WORK TO COMPLETE: Copy the records below word for word, from their first line through the line that contains "target: carved stone bracket", including that line.

Stored data entries:
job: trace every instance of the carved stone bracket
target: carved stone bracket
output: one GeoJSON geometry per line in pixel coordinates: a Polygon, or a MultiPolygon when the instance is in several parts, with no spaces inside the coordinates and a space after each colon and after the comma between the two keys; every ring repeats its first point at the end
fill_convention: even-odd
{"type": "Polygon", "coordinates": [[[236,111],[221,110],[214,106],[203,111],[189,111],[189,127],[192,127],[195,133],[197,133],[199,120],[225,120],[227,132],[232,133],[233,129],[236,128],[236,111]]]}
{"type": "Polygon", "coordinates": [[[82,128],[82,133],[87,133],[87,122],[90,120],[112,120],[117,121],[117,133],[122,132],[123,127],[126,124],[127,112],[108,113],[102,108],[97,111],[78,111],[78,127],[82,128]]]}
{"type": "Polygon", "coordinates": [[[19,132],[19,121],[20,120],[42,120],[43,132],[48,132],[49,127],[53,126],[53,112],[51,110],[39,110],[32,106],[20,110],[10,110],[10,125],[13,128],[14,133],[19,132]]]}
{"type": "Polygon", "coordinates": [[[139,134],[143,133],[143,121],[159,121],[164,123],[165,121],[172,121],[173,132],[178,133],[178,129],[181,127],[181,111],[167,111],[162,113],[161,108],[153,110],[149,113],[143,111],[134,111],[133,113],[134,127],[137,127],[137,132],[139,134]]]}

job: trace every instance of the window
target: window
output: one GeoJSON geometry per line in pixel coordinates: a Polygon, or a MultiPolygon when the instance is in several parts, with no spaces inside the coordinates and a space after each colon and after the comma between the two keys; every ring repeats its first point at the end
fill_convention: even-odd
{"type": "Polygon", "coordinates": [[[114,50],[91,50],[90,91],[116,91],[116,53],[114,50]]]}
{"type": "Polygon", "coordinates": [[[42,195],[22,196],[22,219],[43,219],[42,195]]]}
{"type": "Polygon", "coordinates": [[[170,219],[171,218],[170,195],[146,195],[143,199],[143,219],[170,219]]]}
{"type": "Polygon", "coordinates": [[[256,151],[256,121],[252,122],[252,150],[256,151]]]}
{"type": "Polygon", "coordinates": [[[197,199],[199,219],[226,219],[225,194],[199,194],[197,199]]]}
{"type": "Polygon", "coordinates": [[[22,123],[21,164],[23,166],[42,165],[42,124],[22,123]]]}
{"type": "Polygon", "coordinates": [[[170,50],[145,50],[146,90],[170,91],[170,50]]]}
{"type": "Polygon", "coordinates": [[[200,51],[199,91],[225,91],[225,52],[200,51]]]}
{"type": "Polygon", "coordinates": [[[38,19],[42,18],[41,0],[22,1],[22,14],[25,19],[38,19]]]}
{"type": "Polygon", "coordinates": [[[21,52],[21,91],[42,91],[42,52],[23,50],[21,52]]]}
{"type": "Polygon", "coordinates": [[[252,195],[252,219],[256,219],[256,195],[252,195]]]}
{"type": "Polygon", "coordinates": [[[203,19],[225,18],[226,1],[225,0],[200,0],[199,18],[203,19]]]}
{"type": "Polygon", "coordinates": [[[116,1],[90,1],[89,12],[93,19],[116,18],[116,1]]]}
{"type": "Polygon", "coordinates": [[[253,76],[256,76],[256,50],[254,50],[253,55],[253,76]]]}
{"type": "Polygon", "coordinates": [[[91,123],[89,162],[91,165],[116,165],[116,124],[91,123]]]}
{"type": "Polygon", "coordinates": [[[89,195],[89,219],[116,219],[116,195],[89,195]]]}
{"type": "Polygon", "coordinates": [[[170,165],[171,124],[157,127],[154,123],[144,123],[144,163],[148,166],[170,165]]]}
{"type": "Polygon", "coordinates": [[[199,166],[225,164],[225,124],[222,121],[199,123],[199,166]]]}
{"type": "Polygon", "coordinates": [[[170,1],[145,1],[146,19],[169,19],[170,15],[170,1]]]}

EXERCISE SOLUTION:
job: trace every instance of the carved stone bracket
target: carved stone bracket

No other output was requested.